--- BEGIN Material supplied ---

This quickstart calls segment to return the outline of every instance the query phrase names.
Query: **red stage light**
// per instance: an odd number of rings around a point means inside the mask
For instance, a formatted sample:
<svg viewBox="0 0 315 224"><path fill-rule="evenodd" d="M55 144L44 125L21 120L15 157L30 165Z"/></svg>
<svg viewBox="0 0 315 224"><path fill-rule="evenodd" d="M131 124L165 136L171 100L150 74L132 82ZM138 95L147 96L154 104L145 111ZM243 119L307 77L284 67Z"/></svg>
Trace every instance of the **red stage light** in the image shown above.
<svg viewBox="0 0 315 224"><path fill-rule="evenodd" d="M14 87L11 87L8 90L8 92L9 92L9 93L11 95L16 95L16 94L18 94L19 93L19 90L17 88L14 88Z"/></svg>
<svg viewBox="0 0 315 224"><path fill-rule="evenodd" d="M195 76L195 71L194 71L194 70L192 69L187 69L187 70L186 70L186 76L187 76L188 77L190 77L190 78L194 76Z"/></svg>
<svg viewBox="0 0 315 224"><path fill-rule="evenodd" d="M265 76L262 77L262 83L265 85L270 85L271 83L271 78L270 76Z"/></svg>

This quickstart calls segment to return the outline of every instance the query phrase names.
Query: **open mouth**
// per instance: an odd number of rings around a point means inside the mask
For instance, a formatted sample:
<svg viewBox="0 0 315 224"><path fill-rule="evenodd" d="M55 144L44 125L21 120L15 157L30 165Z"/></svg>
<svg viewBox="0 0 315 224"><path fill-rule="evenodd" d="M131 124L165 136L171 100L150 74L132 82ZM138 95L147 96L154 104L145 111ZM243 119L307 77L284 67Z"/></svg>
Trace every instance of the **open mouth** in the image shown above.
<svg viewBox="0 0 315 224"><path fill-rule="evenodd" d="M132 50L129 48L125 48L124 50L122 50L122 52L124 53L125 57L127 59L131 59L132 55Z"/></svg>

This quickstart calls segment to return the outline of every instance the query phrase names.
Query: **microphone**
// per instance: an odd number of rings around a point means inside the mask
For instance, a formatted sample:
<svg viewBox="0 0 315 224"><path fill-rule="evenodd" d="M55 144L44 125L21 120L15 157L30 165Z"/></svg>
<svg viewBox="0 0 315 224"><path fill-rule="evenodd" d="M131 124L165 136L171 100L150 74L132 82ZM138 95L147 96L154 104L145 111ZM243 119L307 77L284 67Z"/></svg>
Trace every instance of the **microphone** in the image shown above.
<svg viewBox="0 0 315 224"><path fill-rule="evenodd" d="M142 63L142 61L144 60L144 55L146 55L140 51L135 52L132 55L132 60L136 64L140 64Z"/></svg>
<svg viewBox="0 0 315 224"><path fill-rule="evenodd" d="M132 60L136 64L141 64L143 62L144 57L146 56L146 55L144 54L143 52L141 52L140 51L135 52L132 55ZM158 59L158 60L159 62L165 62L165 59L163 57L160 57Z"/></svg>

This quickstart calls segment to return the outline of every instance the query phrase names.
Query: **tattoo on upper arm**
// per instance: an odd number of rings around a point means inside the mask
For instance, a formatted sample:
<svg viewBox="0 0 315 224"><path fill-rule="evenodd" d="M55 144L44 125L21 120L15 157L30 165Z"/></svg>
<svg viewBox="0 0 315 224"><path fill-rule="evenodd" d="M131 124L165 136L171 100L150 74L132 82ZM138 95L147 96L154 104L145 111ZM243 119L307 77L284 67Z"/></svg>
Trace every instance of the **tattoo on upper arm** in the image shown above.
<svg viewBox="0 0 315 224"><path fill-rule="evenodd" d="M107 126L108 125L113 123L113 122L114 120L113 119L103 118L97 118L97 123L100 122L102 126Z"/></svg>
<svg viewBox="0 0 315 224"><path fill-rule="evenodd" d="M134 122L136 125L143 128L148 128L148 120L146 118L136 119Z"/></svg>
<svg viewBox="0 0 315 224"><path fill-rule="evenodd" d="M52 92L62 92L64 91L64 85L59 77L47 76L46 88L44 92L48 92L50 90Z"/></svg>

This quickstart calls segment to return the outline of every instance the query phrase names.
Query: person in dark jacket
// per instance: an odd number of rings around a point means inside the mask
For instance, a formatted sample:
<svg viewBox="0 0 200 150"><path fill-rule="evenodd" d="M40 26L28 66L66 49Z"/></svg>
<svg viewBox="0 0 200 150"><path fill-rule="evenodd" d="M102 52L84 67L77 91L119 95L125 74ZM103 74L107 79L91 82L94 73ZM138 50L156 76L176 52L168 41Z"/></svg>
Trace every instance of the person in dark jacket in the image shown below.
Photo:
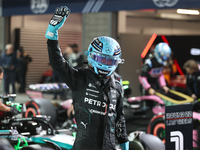
<svg viewBox="0 0 200 150"><path fill-rule="evenodd" d="M27 73L27 66L28 63L26 61L26 58L24 56L24 50L22 47L17 49L17 61L18 65L16 68L16 75L17 75L17 81L19 83L19 93L25 93L26 89L26 73Z"/></svg>
<svg viewBox="0 0 200 150"><path fill-rule="evenodd" d="M139 81L142 85L142 95L154 95L158 89L166 93L169 88L166 86L163 75L163 67L167 65L171 55L171 48L167 43L159 43L154 49L154 55L145 60Z"/></svg>
<svg viewBox="0 0 200 150"><path fill-rule="evenodd" d="M94 38L86 51L88 68L75 69L63 58L58 32L70 14L57 8L45 37L51 66L73 92L77 136L73 150L115 150L116 141L129 149L123 111L123 92L113 72L122 63L121 48L111 37Z"/></svg>
<svg viewBox="0 0 200 150"><path fill-rule="evenodd" d="M186 87L188 95L192 98L200 98L200 70L198 64L195 60L190 59L186 61L183 65L183 68L186 70Z"/></svg>
<svg viewBox="0 0 200 150"><path fill-rule="evenodd" d="M0 66L4 69L4 92L9 94L9 85L12 85L12 94L15 94L15 80L16 80L16 67L17 58L13 52L12 44L6 45L6 52L1 55Z"/></svg>
<svg viewBox="0 0 200 150"><path fill-rule="evenodd" d="M3 73L3 68L0 66L0 82L3 79L4 73ZM17 110L16 106L14 107L8 107L4 105L1 100L0 100L0 112L11 112L12 115L17 115L19 111Z"/></svg>

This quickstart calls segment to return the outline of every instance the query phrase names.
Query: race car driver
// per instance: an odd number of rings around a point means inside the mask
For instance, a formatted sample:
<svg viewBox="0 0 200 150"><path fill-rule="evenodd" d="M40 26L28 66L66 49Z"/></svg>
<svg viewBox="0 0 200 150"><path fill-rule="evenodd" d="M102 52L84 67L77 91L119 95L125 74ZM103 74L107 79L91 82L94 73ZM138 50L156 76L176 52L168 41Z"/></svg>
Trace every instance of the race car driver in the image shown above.
<svg viewBox="0 0 200 150"><path fill-rule="evenodd" d="M3 68L0 67L0 82L1 80L3 79ZM14 106L14 107L7 107L5 106L1 100L0 100L0 111L3 111L3 112L11 112L12 115L17 115L19 113L19 111L17 110L17 108Z"/></svg>
<svg viewBox="0 0 200 150"><path fill-rule="evenodd" d="M88 68L74 69L63 58L58 44L58 29L70 14L68 7L57 8L49 22L50 64L73 91L77 136L73 150L115 150L116 141L129 149L123 112L123 93L113 72L122 63L120 45L111 37L94 38L86 51Z"/></svg>
<svg viewBox="0 0 200 150"><path fill-rule="evenodd" d="M162 88L166 93L169 88L166 86L163 75L163 66L168 64L171 55L171 48L167 43L161 42L156 45L154 55L145 60L139 81L143 87L142 95L154 95L155 91Z"/></svg>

--- END Material supplied ---

▸ **Direction**
Nothing in the entries above should change when they are printed again, except that the pictures are dropped.

▸ **Correct result**
This quickstart calls segment to return the outline of every instance the query phrase names.
Query: **red stage light**
// per instance: an odd number of rings around a point means inside the mask
For instance, a formatted sample:
<svg viewBox="0 0 315 224"><path fill-rule="evenodd" d="M55 144L44 125L21 120L15 157L30 165Z"/></svg>
<svg viewBox="0 0 315 224"><path fill-rule="evenodd" d="M131 124L165 136L171 100L150 74L132 82ZM138 95L147 96L154 104L145 111ZM243 119L307 77L284 67Z"/></svg>
Trace every instance of the **red stage light** in the image shown above.
<svg viewBox="0 0 315 224"><path fill-rule="evenodd" d="M14 87L11 87L8 90L8 92L9 92L9 93L11 95L16 95L16 94L18 94L19 93L19 90L17 88L14 88Z"/></svg>
<svg viewBox="0 0 315 224"><path fill-rule="evenodd" d="M195 76L195 71L194 71L194 70L192 69L187 69L187 70L186 70L186 76L187 76L188 77L190 77L190 78L194 76Z"/></svg>
<svg viewBox="0 0 315 224"><path fill-rule="evenodd" d="M265 76L262 77L262 83L265 85L270 85L271 83L271 78L270 76Z"/></svg>

This quickstart calls segment to return the outline of every instance the query phrase names.
Query: **open mouth**
// per instance: an odd number of rings around a point means inside the mask
For instance, a formatted sample:
<svg viewBox="0 0 315 224"><path fill-rule="evenodd" d="M55 144L44 125L21 120L15 157L30 165Z"/></svg>
<svg viewBox="0 0 315 224"><path fill-rule="evenodd" d="M131 124L165 136L171 100L150 74L132 82ZM138 95L147 96L154 104L145 111ZM243 119L307 77L284 67Z"/></svg>
Trace every instance of the **open mouth** in the image shown above.
<svg viewBox="0 0 315 224"><path fill-rule="evenodd" d="M132 50L129 48L125 48L124 50L122 50L122 52L124 53L125 57L127 59L131 59L132 55Z"/></svg>

This quickstart calls segment to return the outline of every instance the query phrase names.
Query: **microphone**
// per instance: an odd number of rings around a point means inside the mask
For instance, a formatted sample:
<svg viewBox="0 0 315 224"><path fill-rule="evenodd" d="M55 144L44 125L21 120L15 157L30 165Z"/></svg>
<svg viewBox="0 0 315 224"><path fill-rule="evenodd" d="M131 124L165 136L171 100L150 74L132 82ZM138 95L147 96L154 104L145 111ZM243 119L307 77L284 67Z"/></svg>
Trace every instance of the **microphone** in the image shown above.
<svg viewBox="0 0 315 224"><path fill-rule="evenodd" d="M142 63L142 61L144 60L144 55L146 55L140 51L135 52L132 55L132 60L136 64L140 64Z"/></svg>
<svg viewBox="0 0 315 224"><path fill-rule="evenodd" d="M132 60L136 64L141 64L143 62L144 57L146 56L146 55L144 54L143 52L141 52L140 51L135 52L132 55ZM158 59L158 60L159 62L165 62L165 59L163 57L160 57Z"/></svg>

This quickstart calls segment to return the outline of every instance the query phrase names.
Query: **tattoo on upper arm**
// per instance: an odd number of rings around a point means inside the mask
For instance, a formatted sample:
<svg viewBox="0 0 315 224"><path fill-rule="evenodd" d="M55 144L44 125L21 120L15 157L30 165Z"/></svg>
<svg viewBox="0 0 315 224"><path fill-rule="evenodd" d="M131 124L165 136L171 100L150 74L132 82ZM138 95L147 96L154 104L145 111ZM243 119L307 77L284 67Z"/></svg>
Trace every instance of the **tattoo on upper arm** in the image shown above.
<svg viewBox="0 0 315 224"><path fill-rule="evenodd" d="M107 126L108 125L113 123L113 122L114 120L113 119L103 118L97 118L97 123L100 122L102 126Z"/></svg>
<svg viewBox="0 0 315 224"><path fill-rule="evenodd" d="M134 122L136 125L143 128L148 128L148 120L146 118L136 119Z"/></svg>
<svg viewBox="0 0 315 224"><path fill-rule="evenodd" d="M52 92L62 92L64 91L64 85L59 77L47 76L46 88L44 92L48 92L50 90Z"/></svg>

This quickstart calls segment to return the outline of every instance the query phrase names.
Query: person in dark jacket
// per instance: an odd number of rings around a point means inside the mask
For instance, a formatted sample:
<svg viewBox="0 0 200 150"><path fill-rule="evenodd" d="M40 26L28 66L66 49Z"/></svg>
<svg viewBox="0 0 200 150"><path fill-rule="evenodd" d="M102 52L84 67L77 91L119 95L125 74ZM103 74L107 79L91 82L94 73ZM138 50L156 76L176 52L168 41Z"/></svg>
Trace every instance of the person in dark jacket in the image shown below.
Photo:
<svg viewBox="0 0 200 150"><path fill-rule="evenodd" d="M27 73L27 66L28 63L26 61L26 58L24 56L24 50L22 47L17 49L17 61L18 65L16 68L16 75L17 75L17 81L19 83L19 93L25 93L26 89L26 73Z"/></svg>
<svg viewBox="0 0 200 150"><path fill-rule="evenodd" d="M139 81L142 85L142 95L154 95L158 89L166 93L169 88L166 86L163 75L163 67L167 65L171 55L171 48L167 43L159 43L154 49L154 55L145 60Z"/></svg>
<svg viewBox="0 0 200 150"><path fill-rule="evenodd" d="M94 38L86 51L88 68L75 69L63 58L58 32L70 14L57 8L45 37L51 66L73 92L77 136L73 150L115 150L116 141L129 149L123 111L123 92L113 72L122 63L121 48L111 37Z"/></svg>
<svg viewBox="0 0 200 150"><path fill-rule="evenodd" d="M186 87L188 95L192 98L200 98L200 70L198 64L195 60L190 59L186 61L183 65L183 68L186 70Z"/></svg>
<svg viewBox="0 0 200 150"><path fill-rule="evenodd" d="M0 66L4 69L4 92L9 94L9 85L12 85L12 94L15 94L15 80L16 80L16 67L17 58L13 52L12 44L6 45L6 52L1 55Z"/></svg>
<svg viewBox="0 0 200 150"><path fill-rule="evenodd" d="M3 73L3 68L0 66L0 82L3 79L4 73ZM17 110L16 106L14 107L8 107L4 105L1 100L0 100L0 112L11 112L12 115L17 115L19 111Z"/></svg>

This quickstart calls segment to return the outline of every instance the query phrase names.
Query: race car driver
// per instance: an odd number of rings around a point means inside the mask
For instance, a formatted sample:
<svg viewBox="0 0 200 150"><path fill-rule="evenodd" d="M40 26L28 66L66 49Z"/></svg>
<svg viewBox="0 0 200 150"><path fill-rule="evenodd" d="M102 52L84 67L77 91L119 95L125 74ZM103 74L107 79L91 82L94 73ZM138 50L156 76L176 52L168 41Z"/></svg>
Trace every instance of the race car driver in the image shown above.
<svg viewBox="0 0 200 150"><path fill-rule="evenodd" d="M3 68L0 67L0 82L1 80L3 79ZM14 106L14 107L7 107L5 106L1 100L0 100L0 111L3 111L3 112L11 112L12 115L17 115L19 113L19 111L17 110L17 108Z"/></svg>
<svg viewBox="0 0 200 150"><path fill-rule="evenodd" d="M88 68L74 69L63 58L58 44L58 29L70 14L68 7L57 8L49 22L50 64L73 91L77 136L73 150L115 150L116 141L129 149L123 112L123 93L113 72L122 63L120 45L111 37L94 38L86 51Z"/></svg>
<svg viewBox="0 0 200 150"><path fill-rule="evenodd" d="M162 88L166 93L169 88L166 86L163 75L163 66L168 64L171 55L171 48L167 43L161 42L156 45L154 55L145 60L139 81L143 87L142 95L154 95L155 91Z"/></svg>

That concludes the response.